▶ **Objective**
Without the pictures, set down the records below word for word.

┌────────

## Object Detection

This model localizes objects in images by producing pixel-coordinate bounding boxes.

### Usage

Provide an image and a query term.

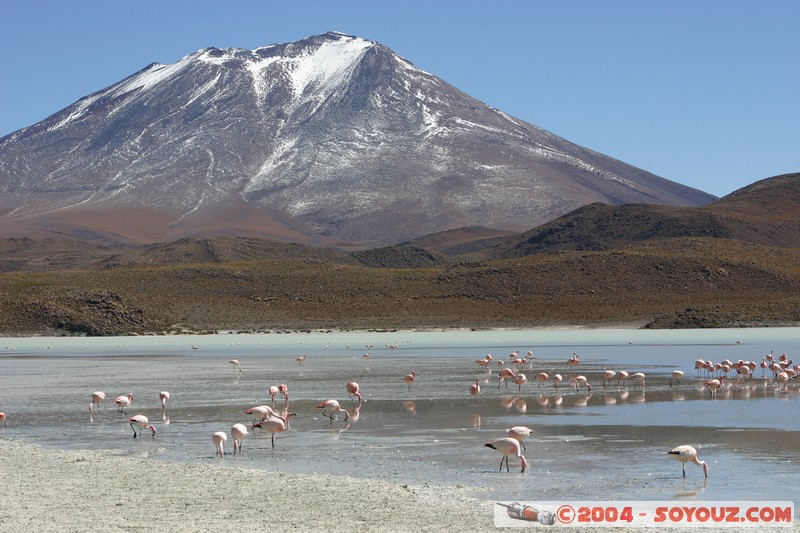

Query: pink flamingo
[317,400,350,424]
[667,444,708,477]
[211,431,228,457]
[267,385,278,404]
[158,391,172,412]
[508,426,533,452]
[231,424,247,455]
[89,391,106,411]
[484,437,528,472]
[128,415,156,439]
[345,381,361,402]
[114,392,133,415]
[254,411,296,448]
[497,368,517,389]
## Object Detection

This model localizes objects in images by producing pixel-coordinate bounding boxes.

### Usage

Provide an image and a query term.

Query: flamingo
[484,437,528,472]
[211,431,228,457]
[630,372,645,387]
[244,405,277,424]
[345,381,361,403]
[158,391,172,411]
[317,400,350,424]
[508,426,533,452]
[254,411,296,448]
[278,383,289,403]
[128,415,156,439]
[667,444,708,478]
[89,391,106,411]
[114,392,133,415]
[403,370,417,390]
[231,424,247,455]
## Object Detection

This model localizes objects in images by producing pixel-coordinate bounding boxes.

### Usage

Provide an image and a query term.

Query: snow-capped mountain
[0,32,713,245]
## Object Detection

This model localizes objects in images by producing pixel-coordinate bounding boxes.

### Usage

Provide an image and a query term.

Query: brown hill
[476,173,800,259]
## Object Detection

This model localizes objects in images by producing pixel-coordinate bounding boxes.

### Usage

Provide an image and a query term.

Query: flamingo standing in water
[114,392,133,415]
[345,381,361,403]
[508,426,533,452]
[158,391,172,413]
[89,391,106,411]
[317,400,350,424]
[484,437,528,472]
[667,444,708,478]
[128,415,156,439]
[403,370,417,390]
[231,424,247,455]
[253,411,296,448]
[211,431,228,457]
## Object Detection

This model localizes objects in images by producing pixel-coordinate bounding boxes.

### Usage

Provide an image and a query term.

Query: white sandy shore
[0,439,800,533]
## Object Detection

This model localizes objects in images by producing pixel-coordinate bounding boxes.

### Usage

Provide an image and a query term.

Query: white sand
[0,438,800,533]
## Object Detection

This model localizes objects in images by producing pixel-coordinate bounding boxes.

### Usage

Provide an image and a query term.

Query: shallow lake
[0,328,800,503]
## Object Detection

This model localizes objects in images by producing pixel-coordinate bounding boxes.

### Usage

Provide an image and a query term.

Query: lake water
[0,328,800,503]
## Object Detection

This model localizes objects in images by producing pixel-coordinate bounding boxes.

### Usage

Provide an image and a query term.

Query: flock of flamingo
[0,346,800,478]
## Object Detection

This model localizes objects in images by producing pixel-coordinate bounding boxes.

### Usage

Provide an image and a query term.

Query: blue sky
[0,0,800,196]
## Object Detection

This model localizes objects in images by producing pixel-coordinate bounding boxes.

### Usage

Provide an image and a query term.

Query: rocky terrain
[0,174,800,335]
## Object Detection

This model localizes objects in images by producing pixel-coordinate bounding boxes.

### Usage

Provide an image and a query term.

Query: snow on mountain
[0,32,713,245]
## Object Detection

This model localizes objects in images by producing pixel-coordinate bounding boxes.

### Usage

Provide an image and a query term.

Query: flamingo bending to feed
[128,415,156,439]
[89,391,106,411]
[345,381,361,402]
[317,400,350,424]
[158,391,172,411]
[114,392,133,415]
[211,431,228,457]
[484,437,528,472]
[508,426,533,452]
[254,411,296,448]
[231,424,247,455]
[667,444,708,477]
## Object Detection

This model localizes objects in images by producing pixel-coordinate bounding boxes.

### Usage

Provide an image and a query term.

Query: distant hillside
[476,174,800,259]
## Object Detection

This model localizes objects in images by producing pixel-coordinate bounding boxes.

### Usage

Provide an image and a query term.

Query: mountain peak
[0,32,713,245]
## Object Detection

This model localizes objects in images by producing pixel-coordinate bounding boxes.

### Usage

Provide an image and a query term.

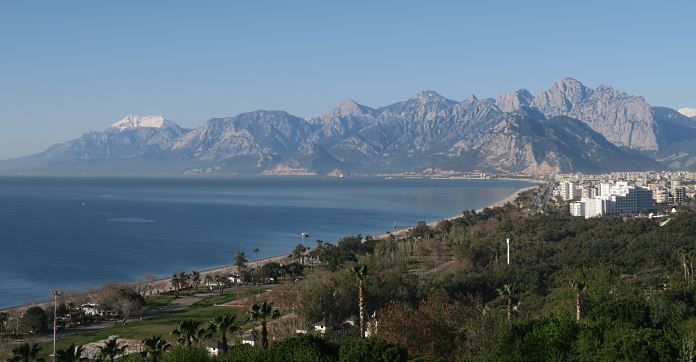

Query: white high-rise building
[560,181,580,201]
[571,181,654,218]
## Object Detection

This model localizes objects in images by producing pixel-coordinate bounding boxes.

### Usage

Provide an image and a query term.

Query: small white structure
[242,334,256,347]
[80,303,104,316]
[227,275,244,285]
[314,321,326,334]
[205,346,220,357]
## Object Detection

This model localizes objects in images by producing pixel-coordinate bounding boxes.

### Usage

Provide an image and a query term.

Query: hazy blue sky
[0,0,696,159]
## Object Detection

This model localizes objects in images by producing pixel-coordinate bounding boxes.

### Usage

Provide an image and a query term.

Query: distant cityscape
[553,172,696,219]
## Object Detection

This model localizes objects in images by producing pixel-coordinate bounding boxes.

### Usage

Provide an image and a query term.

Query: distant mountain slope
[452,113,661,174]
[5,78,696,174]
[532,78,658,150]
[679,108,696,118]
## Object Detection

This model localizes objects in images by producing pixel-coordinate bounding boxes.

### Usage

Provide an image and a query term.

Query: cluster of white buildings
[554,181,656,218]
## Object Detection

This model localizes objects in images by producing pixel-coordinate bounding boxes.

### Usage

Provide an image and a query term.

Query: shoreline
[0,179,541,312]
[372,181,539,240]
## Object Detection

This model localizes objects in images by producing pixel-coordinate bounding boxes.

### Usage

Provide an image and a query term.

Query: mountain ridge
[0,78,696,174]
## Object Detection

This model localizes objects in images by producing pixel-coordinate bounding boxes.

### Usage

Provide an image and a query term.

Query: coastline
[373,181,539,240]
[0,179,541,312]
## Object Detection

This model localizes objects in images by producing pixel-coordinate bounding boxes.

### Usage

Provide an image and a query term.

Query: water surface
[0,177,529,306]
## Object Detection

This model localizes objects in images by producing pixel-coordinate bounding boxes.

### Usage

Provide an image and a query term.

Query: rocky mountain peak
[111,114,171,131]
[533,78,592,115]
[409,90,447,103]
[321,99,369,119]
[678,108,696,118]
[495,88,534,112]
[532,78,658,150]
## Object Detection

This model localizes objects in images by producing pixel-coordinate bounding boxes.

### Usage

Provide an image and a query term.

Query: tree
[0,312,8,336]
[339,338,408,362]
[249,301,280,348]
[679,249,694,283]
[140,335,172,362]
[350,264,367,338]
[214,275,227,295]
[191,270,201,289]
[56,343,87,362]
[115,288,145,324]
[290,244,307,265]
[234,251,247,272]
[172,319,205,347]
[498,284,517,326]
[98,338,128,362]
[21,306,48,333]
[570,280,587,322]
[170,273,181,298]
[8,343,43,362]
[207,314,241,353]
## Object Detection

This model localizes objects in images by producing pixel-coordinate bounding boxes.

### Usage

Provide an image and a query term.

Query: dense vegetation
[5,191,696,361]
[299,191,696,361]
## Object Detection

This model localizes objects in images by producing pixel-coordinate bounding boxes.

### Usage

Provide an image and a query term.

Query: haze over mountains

└────────

▶ **Exercise answer**
## Object Detection

This model localizes objects in images by producing pixel-coordinate bounding boxes.

### Usage

Provide an image and a query term.


Query: pink flamingo
[317,400,350,424]
[667,444,708,477]
[211,431,228,457]
[267,385,278,404]
[158,391,172,412]
[508,426,533,452]
[231,424,247,455]
[89,391,106,411]
[484,437,528,472]
[128,415,156,439]
[345,381,361,402]
[114,392,133,415]
[254,411,296,448]
[497,368,517,389]
## Object Detection

This model localizes objects in images by producing pixel-coordinate bounding boxes.

### Usage

Provide an image and a query term.

Query: flamingo
[484,437,528,472]
[211,431,228,457]
[630,372,645,387]
[244,405,277,424]
[345,381,361,403]
[158,391,172,411]
[317,400,350,424]
[508,426,533,452]
[254,411,296,448]
[278,383,289,403]
[128,415,156,439]
[667,444,708,478]
[89,391,106,411]
[114,392,133,415]
[403,370,417,390]
[231,424,247,455]
## Object Detection

This model localizes objects in images by producing pixel-coordinate bounding boxes.

### Usage

Provide an image and a query term.

Query: snow-capped mountain
[0,32,713,245]
## Object Detection

This model localizes objects in images by producing pixel-coordinate bounding boxes.

### Usage

Provide an image and a query term.

Query: brown hill
[476,173,800,259]
## Object Detection

This model localizes objects in images by producing pixel-coordinate bounding boxes.

### Usage

Provide an image and a query term.

Query: flamingo standing in water
[114,392,133,415]
[345,381,361,403]
[508,426,533,452]
[158,391,172,413]
[89,391,106,411]
[317,400,350,424]
[484,437,528,472]
[667,444,708,478]
[128,415,156,439]
[403,370,417,390]
[231,424,247,455]
[253,411,296,448]
[211,431,228,457]
## Object Detection

This model localizes objects in images by producing pixel-coordinate bounding boxes.

### Usage

Provide an image and a query term.

Query: white sandy shore
[0,439,800,533]
## Object Detection

This model localizes objects in images by producing pixel-coordinate bounding boxes.

### Usage

Provide an image and a query term.

Query: white sand
[0,438,800,533]
## Object Detection

This model localizes objects in images by producing pixel-coordinate bounding boxes.

### Usage

Provide an image and a query term.

Query: shallow lake
[0,328,800,503]
## Object Detection

This model localizes objects in images by producing pixel-coordinate bounding boxes.

### Usage

Provide an image and a query term.

Query: lake water
[0,328,800,503]
## Object Detection

This model localizes objects in images by producing pixel-coordinate bounding boxes.

### Usage

Provide an image and a query term.

Query: flock of flamingo
[0,346,800,478]
## Object Detection

This model localizes objects in images by producing pixel-coordinate bounding boxes.

### Usage

Provide an image and a query term.

Query: blue sky
[0,0,800,196]
## Object Detection

This model localizes objects in images by producing pixel-coordinate bounding boxes.

### Usage

Provide an image and a query term.

Query: rocky terrain
[0,174,800,335]
## Object Detection

This model localizes objects in images by producing pixel-coordinate bounding boxes.

### Usage

Provide an image and a query term.

Query: snow on mountain
[0,32,713,245]
## Object Detection

This model localizes objects in images by producing pixel-coordinate bounding boxes.

### Usage

Provide an image and a query term.

Query: flamingo bending to feed
[128,415,156,439]
[89,391,106,411]
[345,381,361,402]
[317,400,350,424]
[158,391,172,411]
[114,392,133,415]
[211,431,228,457]
[484,437,528,472]
[508,426,533,452]
[254,411,296,448]
[231,424,247,455]
[667,444,708,477]
## Object Detection

This model localizes objects in images by producing pixel-coordinate bounding boxes.

### Usage

Provide an image and a query term.

Query: distant hillside
[476,174,800,259]
## Object Detection

This model localizes objects in images by producing pixel-coordinate bounding boxes.

### Usage

Provide an image and a query term.

Query: mountain peak
[0,32,713,245]
## Object Detection

This model localizes objects in images by producing pixel-coordinate bounding boxes.

### Usage

Provide an image and a query term.


Query: white high-rise building
[560,181,580,201]
[571,181,654,218]
## Object Detection

This model localizes objects in images by producing pixel-coordinate bounding boxes.

### Usage

Provide an image and a query term.

Query: small white structure
[242,334,256,347]
[80,303,104,316]
[227,275,244,285]
[314,321,326,334]
[205,346,220,357]
## Object Detection

This model localizes objects in images by producing pixel-coordinate bounding boxes.

### Usage

Provide an image and a query term.

Query: hazy blue sky
[0,0,696,159]
## Object Detection

This model localizes objects in images by producing pixel-coordinate bounding boxes.

### Usage

Provide an image and a query term.

Query: distant cityscape
[553,172,696,219]
## Object Detection

This model localizes objects in images by producing pixel-coordinate bounding boxes.

### Usage

Provide an image and a query term.

Query: distant mountain slope
[452,113,661,174]
[5,78,696,174]
[532,78,658,150]
[679,108,696,118]
## Object Detection

This model localizes objects in images by producing pixel-coordinate bounding boxes.

### Usage

Provide an image and a query term.

Query: cluster of white buildings
[554,181,656,218]
## Object Detection

This model localizes objects in images by producing pixel-coordinate bounding boxes.

### Usage

Provide an image and a query term.

Query: shoreline
[0,179,541,312]
[372,181,539,240]
## Object Detection

This model localizes objects in images by producing pixel-coordinate bounding boxes.

### Usage

Provide an image and a query term.

Query: mountain ridge
[0,78,696,174]
## Object Detection

This model localizes objects in images by producing pixel-coordinate bounding boxes.

### Usage

Provide an image and a query term.

Query: coastline
[373,181,539,240]
[0,179,541,312]
## Object Detection

This model localizes objects in images by producing pixel-coordinate bounding boxes.

### Usage

Provide an image and a query term.

Query: water surface
[0,177,529,306]
## Object Detection

This model localizes objects in images by producing pixel-coordinate bounding boxes.

### Usage

Provide an image and a query term.

Query: rocky mountain peak
[111,114,171,131]
[533,78,592,115]
[409,90,447,103]
[321,99,369,119]
[678,108,696,118]
[495,88,534,112]
[532,78,658,150]
## Object Detection

This model localizes objects in images by producing pixel-coordinate bounding boxes.

### Usage

Provide an image and a query term.

Query: tree
[0,312,8,336]
[339,338,408,362]
[249,301,280,348]
[679,249,694,283]
[140,335,172,362]
[350,264,367,338]
[214,275,227,295]
[191,270,201,289]
[56,343,87,362]
[115,288,145,324]
[290,244,307,265]
[234,251,247,272]
[172,319,205,347]
[498,284,517,326]
[98,338,128,362]
[21,306,48,333]
[570,280,587,322]
[170,273,181,298]
[8,343,43,362]
[207,314,241,353]
## Object Detection

This model localizes objects in images by producing pixel-coordinate bounding boxes.

### Usage

Provide an image and a query term.

Query: dense vegetation
[5,191,696,361]
[299,191,696,361]
## Object Detection

This model localizes objects in images by producing pixel-coordinate bounding boxes.

### Usage

Provide an image and a query term.

Query: haze over mountains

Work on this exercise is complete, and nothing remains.